Task to carry out: Copy every record word for word.

+++ Extracted entries

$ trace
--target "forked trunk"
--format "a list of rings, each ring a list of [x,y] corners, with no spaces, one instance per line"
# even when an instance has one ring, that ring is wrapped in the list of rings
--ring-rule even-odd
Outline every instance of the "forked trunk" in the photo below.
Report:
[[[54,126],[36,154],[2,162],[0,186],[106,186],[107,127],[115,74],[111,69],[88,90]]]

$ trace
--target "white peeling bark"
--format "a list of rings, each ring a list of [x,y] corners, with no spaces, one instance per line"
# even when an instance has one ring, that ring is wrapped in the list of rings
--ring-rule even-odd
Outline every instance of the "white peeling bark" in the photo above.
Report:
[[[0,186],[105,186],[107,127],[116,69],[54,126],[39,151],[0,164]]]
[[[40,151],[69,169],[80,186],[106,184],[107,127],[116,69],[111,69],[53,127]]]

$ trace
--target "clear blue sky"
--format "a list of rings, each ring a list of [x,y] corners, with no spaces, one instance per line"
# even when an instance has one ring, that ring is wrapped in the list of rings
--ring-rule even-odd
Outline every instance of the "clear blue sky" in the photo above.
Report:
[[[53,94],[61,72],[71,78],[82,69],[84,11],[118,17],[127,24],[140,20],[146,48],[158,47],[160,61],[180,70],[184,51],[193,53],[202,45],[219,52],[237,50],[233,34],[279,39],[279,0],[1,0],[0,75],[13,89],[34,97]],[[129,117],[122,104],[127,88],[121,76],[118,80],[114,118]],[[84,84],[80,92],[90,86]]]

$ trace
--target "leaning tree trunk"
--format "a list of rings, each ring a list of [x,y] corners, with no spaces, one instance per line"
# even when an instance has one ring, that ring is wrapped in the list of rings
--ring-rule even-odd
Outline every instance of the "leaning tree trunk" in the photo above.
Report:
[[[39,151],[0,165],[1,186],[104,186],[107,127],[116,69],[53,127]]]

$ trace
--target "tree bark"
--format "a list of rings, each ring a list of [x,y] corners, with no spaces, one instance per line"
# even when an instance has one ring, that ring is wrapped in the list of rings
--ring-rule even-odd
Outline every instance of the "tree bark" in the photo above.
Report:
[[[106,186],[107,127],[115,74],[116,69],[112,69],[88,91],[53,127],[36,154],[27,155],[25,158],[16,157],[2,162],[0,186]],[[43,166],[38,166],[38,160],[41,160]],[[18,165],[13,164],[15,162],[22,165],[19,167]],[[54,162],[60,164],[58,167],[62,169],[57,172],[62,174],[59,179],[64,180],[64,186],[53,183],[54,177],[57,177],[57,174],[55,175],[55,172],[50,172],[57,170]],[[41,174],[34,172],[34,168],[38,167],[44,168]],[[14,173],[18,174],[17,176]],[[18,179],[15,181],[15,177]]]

++++++

Exercise output:
$ trace
--target "forked trunk"
--format "a list of rings, each ring a list of [x,y] corners, with no spaces, one instance per line"
# even when an instance has one ring, that ring is wrapped in the list of rings
--ring-rule even-odd
Outline every instance of the "forked trunk" in the photo below.
Report:
[[[54,126],[36,154],[2,162],[0,186],[106,186],[107,127],[115,74],[111,69],[88,90]]]

$ trace
--target "white peeling bark"
--format "a list of rings, each ring a list of [x,y] corners, with no spaces, one instance per line"
# even when an instance has one ring, that ring is wrapped in the list of rings
--ring-rule even-odd
Outline every instance of the "white peeling bark" in the photo above.
Report:
[[[0,186],[105,186],[107,127],[116,69],[54,126],[39,151],[0,164]]]
[[[40,151],[69,169],[80,186],[106,184],[107,127],[116,69],[111,69],[53,127]]]

$ trace
--target "clear blue sky"
--format "a list of rings, each ring a list of [x,y] corners, with no spaces, one instance per line"
# even when an instance has one ring, that ring is wrapped in the list of rings
--ring-rule even-odd
Outline every instance of the "clear blue sky" in the photo above.
Report:
[[[53,94],[61,72],[71,78],[82,69],[84,11],[118,17],[127,24],[140,20],[146,48],[158,47],[160,61],[180,70],[184,51],[193,53],[202,45],[219,52],[237,50],[233,34],[279,39],[279,0],[1,0],[0,75],[13,89],[34,97]],[[129,117],[122,104],[127,88],[121,76],[118,80],[114,118]],[[84,84],[80,92],[90,86]]]

$ trace
--target "leaning tree trunk"
--format "a list of rings, each ring a list of [x,y] corners, with no spaces, one instance per line"
# even when an instance has one ring, that ring is wrapped in the list of rings
--ring-rule even-odd
Outline every instance of the "leaning tree trunk" in the photo above.
Report:
[[[39,151],[0,165],[1,186],[104,186],[107,127],[116,69],[53,127]]]

$ trace
--target "tree bark"
--format "a list of rings, each ring a list of [x,y] corners, with no spaces, one instance per line"
# even when an instance has one ring, that ring is wrapped in the list of rings
--ring-rule even-odd
Outline every instance of the "tree bark" in the photo above.
Report:
[[[106,186],[107,127],[115,74],[116,69],[112,69],[88,91],[53,127],[36,154],[27,155],[25,158],[16,157],[2,162],[0,186]],[[43,166],[38,166],[38,160],[41,160]],[[18,165],[13,164],[15,162],[22,165],[19,167]],[[54,162],[60,164],[58,167],[62,169],[57,172],[62,174],[59,179],[64,180],[64,186],[53,183],[54,177],[57,177],[57,174],[55,175],[55,172],[50,172],[57,170]],[[41,174],[34,172],[34,168],[38,167],[44,168]],[[14,173],[18,174],[17,176]],[[18,179],[15,181],[15,177]]]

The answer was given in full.